La décision de l’Académie, prise le 16 janvier 1930 sur proposition du diplomate et académicien Jules Cambon, entend honorer le centenaire de la prise d’Alger (1830-1930). La Troisième République, alors en pleine exaltation coloniale, multiplie les commémorations. Rivet, lui, préfère la désacralisation. « Les poètes n’ont pas besoin d’être encouragés », écrit-il : « ils font ça d’eux-mêmes, à plume que veux-tu ». L’ironie fuse : ces académiciens croient qu’un prix de 4 000 francs suffira à transformer la conquête d’un peuple en inspiration lyrique.
Rivet se plaît à imaginer les candidats « jetant leurs cheveux en arrière et prenant leurs dictionnaires de rimes ». Suit une anthologie volontairement grotesque : la comtesse de Noailles, avec ses vers martiaux – « Alger vivait, vierge et rebelle » – incarne la ferveur mondaine ; Paul Fort, « prince des poètes », transforme la guerre en chansonnette : « Dansons, mignonne ! Dansons ! ». Quant à Paul Valéry, il n’aurait encore livré qu’un brouillon absurde : « Je sens en moi mollir autour de la bouée ». Rivet feint la déférence : « Douze jeunes poètes attentifs attendaient dans l’antichambre du maître ». On croirait lire un rapport d’Académie, mais la parodie dégonfle toute prétention.
Le plus savoureux est la mention de Max Jacob, supposé lui aussi s’essayer au genre : « Arrosoir, arrosoir ! Pomme de terre ! ». Sous la moquerie, Rivet rend hommage à la liberté dadaïste : face à la pompe académique, l’avant-garde répond par l’absurde.
En 1930, la France coloniale se célèbre elle-même : l’Exposition de 1931 est déjà dans les cartons, Alger prépare ses fêtes du centenaire. Le Canard, fidèle à son antimilitarisme et à son humour laïque, s’en tient à distance. Rivet n’a pas besoin de dénoncer frontalement le colonialisme : il lui suffit d’en souligner le ridicule bureaucratique, cette propension à récompenser des odes aux canons sous couvert d’harmonie.
L’article s’achève sur une ultime pirouette : « Il faut reconnaître que tout ceci honore grandement l’Algérie et le peuple français. » Derrière l’ironie, la lucidité : c’est bien d’« eux-mêmes » que les académiciens se félicitent, transformant la conquête d’Alger en sujet d’émulation littéraire. Rivet, en bon satiriste, répond par la poésie de la dérision.
Sous sa plume, la colonisation devient un concours de vers, et la gloire impériale un concours d’absurdités. Entre Cambon, diplomate colonial, et Rivet, moqueur du Canard, deux visions de la France s’affrontent : l’une, sûre de sa mission civilisatrice ; l’autre, sceptique et rieuse, pour qui le patriotisme n’est jamais qu’un effet d’optique.

» CONSIGNES DE TRAVAIL: Citez tel quel le passage de l'extrait sur la satire de Rivet qui va de « La décision de » jusqu'à « en inspiration lyrique. ».

» DONNÉES SOURCES:
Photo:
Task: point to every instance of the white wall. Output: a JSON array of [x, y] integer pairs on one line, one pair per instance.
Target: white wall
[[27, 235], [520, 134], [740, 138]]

» RÉPONSE:
La décision de l’Académie, prise le 16 janvier 1930 sur proposition du diplomate et académicien Jules Cambon, entend honorer le centenaire de la prise d’Alger (1830-1930). La Troisième République, alors en pleine exaltation coloniale, multiplie les commémorations. Rivet, lui, préfère la désacralisation. « Les poètes n’ont pas besoin d’être encouragés », écrit-il : « ils font ça d’eux-mêmes, à plume que veux-tu ». L’ironie fuse : ces académiciens croient qu’un prix de 4 000 francs suffira à transformer la conquête d’un peuple en inspiration lyrique.